== WHAT IS BEING ASKED ==
Print the entries below word for word, from the line containing "green bush, given" up to and including the line containing "(1132, 628)".

== GIVEN INFORMATION ==
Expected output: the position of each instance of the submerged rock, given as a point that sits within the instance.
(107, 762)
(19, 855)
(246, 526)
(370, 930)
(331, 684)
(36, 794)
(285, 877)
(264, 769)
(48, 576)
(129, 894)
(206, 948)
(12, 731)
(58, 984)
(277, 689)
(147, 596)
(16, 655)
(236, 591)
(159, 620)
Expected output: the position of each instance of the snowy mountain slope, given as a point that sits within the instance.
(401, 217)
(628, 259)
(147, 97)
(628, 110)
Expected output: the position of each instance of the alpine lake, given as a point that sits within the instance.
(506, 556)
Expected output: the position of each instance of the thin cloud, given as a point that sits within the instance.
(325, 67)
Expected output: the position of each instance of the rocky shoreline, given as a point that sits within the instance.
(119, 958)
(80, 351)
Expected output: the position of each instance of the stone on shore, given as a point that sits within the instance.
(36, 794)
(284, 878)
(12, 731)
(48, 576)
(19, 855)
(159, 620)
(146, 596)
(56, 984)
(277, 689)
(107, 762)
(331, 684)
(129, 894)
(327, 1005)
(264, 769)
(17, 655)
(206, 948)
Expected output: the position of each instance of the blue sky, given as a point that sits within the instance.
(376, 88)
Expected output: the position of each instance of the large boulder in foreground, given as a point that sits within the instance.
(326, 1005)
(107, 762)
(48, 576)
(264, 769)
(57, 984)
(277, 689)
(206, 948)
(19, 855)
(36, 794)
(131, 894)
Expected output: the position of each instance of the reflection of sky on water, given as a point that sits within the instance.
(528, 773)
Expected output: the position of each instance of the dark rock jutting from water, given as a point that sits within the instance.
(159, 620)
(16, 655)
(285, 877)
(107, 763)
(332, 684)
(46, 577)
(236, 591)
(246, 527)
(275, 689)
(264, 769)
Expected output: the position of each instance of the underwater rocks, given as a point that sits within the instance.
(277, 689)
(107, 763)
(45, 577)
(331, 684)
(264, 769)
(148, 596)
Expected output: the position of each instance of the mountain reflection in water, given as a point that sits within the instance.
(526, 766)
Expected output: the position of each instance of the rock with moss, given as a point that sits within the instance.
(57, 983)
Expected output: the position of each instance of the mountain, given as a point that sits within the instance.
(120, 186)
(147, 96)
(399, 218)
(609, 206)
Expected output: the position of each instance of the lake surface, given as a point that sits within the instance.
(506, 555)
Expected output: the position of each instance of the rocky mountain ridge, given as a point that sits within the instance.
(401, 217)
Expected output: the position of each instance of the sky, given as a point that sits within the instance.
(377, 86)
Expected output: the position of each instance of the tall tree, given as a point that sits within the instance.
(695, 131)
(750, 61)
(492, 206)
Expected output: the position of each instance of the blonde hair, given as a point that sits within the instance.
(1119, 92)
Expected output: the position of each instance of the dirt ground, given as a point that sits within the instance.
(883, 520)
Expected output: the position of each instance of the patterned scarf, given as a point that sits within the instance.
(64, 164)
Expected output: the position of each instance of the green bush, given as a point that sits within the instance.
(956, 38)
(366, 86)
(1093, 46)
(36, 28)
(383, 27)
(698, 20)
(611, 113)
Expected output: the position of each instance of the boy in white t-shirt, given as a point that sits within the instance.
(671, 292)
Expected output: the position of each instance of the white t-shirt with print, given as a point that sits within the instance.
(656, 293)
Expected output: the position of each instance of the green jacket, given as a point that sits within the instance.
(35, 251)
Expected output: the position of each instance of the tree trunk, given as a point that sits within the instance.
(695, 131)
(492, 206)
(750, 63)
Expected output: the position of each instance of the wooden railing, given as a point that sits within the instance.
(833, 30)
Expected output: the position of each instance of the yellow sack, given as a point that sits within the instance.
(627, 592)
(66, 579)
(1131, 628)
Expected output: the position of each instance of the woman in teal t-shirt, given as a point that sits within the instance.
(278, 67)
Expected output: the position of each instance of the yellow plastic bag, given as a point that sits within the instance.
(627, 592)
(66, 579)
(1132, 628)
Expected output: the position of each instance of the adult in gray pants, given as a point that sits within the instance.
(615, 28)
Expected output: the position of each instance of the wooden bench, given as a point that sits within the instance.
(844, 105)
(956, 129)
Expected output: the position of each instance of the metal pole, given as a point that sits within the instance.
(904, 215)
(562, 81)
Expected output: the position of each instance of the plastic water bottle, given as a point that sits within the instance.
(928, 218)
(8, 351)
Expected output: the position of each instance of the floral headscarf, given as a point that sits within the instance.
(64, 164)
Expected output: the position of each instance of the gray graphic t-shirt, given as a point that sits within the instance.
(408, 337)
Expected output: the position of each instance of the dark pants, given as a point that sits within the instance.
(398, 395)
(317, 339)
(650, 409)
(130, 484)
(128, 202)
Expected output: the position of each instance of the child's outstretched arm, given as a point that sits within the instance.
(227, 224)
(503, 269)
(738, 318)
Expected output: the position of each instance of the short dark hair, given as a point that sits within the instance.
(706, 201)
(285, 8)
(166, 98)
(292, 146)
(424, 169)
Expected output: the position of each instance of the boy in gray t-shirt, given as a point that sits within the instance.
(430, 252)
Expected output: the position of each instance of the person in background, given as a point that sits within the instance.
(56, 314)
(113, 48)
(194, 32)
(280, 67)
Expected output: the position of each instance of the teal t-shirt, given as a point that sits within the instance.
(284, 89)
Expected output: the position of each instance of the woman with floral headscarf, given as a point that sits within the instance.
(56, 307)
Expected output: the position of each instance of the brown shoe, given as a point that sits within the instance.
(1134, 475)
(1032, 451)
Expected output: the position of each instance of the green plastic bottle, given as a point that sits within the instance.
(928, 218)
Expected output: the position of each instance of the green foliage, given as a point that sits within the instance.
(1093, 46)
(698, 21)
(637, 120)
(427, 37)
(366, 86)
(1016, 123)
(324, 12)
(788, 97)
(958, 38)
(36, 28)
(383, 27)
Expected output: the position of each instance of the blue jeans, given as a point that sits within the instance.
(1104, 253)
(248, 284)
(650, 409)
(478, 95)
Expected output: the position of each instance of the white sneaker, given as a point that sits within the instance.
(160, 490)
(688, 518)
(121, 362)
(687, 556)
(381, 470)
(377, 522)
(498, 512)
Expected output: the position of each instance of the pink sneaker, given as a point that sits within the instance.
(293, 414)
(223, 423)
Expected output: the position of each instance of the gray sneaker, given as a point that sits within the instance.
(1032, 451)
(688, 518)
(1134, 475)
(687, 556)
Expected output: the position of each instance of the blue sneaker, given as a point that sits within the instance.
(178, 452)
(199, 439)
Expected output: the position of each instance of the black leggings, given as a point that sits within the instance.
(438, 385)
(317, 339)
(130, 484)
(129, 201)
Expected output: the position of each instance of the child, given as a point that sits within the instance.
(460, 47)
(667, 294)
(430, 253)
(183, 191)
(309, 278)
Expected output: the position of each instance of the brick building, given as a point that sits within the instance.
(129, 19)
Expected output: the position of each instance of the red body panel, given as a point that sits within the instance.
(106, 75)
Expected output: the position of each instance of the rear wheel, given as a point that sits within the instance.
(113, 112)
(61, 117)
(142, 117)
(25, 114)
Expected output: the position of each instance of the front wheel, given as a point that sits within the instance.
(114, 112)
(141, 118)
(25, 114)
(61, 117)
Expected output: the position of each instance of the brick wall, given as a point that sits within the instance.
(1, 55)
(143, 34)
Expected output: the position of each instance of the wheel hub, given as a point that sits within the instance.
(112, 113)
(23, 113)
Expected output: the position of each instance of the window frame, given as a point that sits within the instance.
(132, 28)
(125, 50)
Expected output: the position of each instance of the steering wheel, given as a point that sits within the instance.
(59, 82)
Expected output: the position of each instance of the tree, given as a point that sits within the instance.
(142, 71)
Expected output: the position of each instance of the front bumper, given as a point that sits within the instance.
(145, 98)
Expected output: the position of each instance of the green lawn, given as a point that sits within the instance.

== EXERCISE SOLUTION ==
Expected output: the position of each instance of the green bush, given as a point that sits within the instance.
(956, 38)
(366, 86)
(1093, 46)
(36, 28)
(383, 27)
(698, 20)
(611, 113)
Expected output: the position of each instance of the boy in white t-shirt, given as a point that sits within the instance.
(671, 292)
Expected output: the position of each instance of the white t-shirt with print, given as a point that sits within the instance.
(656, 293)
Expected output: the position of each instance of the green jacket, given as a point that sits within the instance.
(35, 251)
Expected output: the position of each instance of the tree trunk, given as a point that sits within the instance.
(695, 131)
(492, 206)
(750, 63)
Expected output: the position of each instance of the wooden railing, given as a point that sits within the instance.
(833, 30)
Expected output: the position of each instance of the yellow sack, given as a point that sits within the instance.
(627, 592)
(66, 579)
(1131, 628)
Expected output: the position of each instance of the woman in teal t-shirt, given as a point that sits within the instance.
(278, 67)
Expected output: the position of each instance of the yellow plastic bag, given as a point that sits within the instance.
(627, 592)
(66, 579)
(1132, 628)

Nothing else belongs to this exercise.